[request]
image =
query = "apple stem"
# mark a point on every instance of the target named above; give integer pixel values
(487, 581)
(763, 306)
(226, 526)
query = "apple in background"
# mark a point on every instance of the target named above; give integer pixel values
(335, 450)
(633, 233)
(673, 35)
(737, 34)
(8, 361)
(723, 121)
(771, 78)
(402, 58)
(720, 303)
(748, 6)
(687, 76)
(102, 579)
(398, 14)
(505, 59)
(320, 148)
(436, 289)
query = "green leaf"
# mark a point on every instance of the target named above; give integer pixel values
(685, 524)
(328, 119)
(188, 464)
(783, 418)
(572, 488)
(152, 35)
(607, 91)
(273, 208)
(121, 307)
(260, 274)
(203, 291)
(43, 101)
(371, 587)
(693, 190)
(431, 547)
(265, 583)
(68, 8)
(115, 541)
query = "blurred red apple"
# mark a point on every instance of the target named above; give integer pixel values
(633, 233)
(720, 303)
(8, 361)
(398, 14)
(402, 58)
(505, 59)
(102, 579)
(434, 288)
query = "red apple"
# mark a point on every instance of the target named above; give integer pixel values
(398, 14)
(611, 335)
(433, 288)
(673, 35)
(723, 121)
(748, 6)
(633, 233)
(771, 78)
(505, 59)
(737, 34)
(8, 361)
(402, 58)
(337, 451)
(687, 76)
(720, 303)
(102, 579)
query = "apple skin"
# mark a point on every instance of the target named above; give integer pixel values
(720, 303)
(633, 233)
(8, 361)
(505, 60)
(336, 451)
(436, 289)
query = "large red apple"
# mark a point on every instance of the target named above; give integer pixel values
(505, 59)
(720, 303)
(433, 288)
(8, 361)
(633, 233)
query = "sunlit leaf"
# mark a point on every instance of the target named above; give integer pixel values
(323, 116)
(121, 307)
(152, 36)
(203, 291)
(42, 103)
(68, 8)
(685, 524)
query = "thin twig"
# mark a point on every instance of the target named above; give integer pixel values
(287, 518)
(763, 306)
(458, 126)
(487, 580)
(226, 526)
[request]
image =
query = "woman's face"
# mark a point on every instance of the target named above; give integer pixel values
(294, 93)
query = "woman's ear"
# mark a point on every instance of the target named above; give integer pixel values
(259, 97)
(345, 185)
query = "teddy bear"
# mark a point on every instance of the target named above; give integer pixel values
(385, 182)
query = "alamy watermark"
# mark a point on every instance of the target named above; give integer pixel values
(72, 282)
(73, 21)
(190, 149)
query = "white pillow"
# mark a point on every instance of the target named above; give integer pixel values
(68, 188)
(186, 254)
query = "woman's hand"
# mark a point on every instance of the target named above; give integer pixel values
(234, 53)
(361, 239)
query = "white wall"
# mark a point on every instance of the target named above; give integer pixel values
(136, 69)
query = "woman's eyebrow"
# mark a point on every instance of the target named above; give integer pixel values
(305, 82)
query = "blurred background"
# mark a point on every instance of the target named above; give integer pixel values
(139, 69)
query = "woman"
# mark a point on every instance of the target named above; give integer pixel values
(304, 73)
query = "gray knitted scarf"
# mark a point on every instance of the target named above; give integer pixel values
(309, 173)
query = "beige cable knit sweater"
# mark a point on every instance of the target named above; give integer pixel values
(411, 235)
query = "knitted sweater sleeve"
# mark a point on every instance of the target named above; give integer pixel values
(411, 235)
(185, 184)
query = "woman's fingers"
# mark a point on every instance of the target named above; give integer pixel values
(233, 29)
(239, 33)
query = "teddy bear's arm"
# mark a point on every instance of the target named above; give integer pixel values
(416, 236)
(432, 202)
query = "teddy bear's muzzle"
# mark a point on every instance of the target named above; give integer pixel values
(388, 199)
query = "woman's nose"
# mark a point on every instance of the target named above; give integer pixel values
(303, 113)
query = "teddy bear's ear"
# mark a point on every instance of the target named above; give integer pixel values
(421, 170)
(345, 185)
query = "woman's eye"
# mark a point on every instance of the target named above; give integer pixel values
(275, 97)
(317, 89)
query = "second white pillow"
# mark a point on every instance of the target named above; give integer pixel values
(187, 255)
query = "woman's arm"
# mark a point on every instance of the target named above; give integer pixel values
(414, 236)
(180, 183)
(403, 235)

Given instruction
Reproduce every entry shown above, precisely as it stands.

Exercise solution
[request]
image =
query = "apple stem"
# mark a point on every instance of the target named above; give integer pixel values
(487, 581)
(763, 306)
(226, 526)
query = "apple in background"
# mark a point on every instance of the target named above; give integer pixel values
(335, 450)
(633, 233)
(673, 35)
(737, 34)
(8, 361)
(723, 121)
(771, 78)
(402, 58)
(720, 303)
(748, 6)
(687, 76)
(102, 579)
(398, 14)
(505, 59)
(320, 148)
(436, 289)
query = "green leaf"
# mark a point on every instance of the target named above; give integer pixel values
(685, 524)
(328, 119)
(188, 464)
(783, 418)
(572, 488)
(152, 35)
(607, 91)
(273, 208)
(121, 307)
(260, 274)
(203, 291)
(43, 101)
(371, 587)
(693, 190)
(431, 547)
(265, 583)
(68, 8)
(115, 541)
query = "blurred red apple"
# mark a point on every instance of the target named above; give integer pixel values
(633, 233)
(720, 303)
(8, 361)
(398, 14)
(402, 58)
(505, 59)
(102, 579)
(434, 288)
query = "red apple"
# mark a point on every instance of the target named above; give integer pixel values
(398, 14)
(611, 335)
(433, 288)
(673, 35)
(723, 121)
(748, 6)
(633, 233)
(771, 78)
(505, 59)
(737, 34)
(8, 361)
(402, 58)
(337, 451)
(687, 76)
(720, 303)
(102, 579)
query = "apple skin"
# mark a point on every instance of the target named above; give integer pixel values
(720, 303)
(633, 233)
(8, 361)
(505, 60)
(336, 451)
(436, 289)
query = "large red apple"
# mark a point on every instance of the target named above; give integer pixel values
(505, 59)
(720, 303)
(433, 288)
(8, 361)
(633, 233)
query = "sunlit leaf"
# mark a point on every instance of the target named above; give integer pixel values
(323, 116)
(121, 307)
(152, 36)
(203, 291)
(42, 103)
(68, 8)
(685, 524)
query = "thin twig"
# mark a point on every instance of the target named above; give integer pixel values
(287, 518)
(763, 306)
(458, 126)
(487, 580)
(226, 526)
[request]
image =
query = "woman's face"
# mark a point on every instance of the target named above; give integer pixel values
(294, 93)
query = "woman's ear"
# mark a point on every instance of the target named above; give integer pixel values
(259, 97)
(345, 185)
query = "teddy bear"
# mark a point on every instance of the target named above; give integer pixel values
(385, 182)
query = "alamy watermark"
# mark a point on every instance of the target named above; give integer pixel values
(72, 282)
(73, 21)
(190, 149)
query = "white pillow"
# mark a point on every instance of the target named above; give integer pixel values
(68, 188)
(186, 254)
query = "woman's hand"
# mark a point on every instance of the target named above; give integer pixel values
(234, 53)
(361, 239)
query = "white wall"
# mark a point on every instance of the target named above; give integer pixel values
(136, 69)
query = "woman's eyebrow"
# mark a point on every instance of the target named above; give integer pixel values
(305, 82)
query = "blurred background"
# mark a point on every instance of the target named above; give integer pixel values
(139, 69)
query = "woman"
# mark a point on every instance of the target named above; give integer pixel values
(304, 73)
query = "gray knitted scarf"
# mark a point on every instance of the target named above; give integer pixel values
(309, 173)
query = "beige cable knit sweater"
# mark a point on every instance of the target named above; give integer pixel values
(411, 235)
query = "knitted sweater sleeve"
# mark a point on every instance of the target named above; give integer pixel values
(411, 235)
(185, 184)
query = "woman's fingers"
# mark a point on every instance of the target named above; give integer pixel values
(233, 29)
(239, 33)
query = "teddy bear's arm"
# mark a point on every instance of the target named above; give integer pixel values
(416, 236)
(432, 202)
query = "teddy bear's muzzle"
# mark a point on every instance of the target named above; give integer pixel values
(388, 199)
query = "woman's nose"
# mark a point on every instance of the target named above; give integer pixel values
(303, 113)
query = "teddy bear's ear"
# mark a point on every instance of the target named above; give integer pixel values
(421, 170)
(345, 185)
query = "woman's eye"
# mark a point on every instance of the target named above; give integer pixel values
(275, 97)
(317, 89)
query = "second white pillow"
# mark a point on every instance of the target named above; give integer pixel values
(187, 255)
query = "woman's arm"
# mark a point on every instance of the target named above; give integer pixel values
(414, 236)
(180, 183)
(403, 235)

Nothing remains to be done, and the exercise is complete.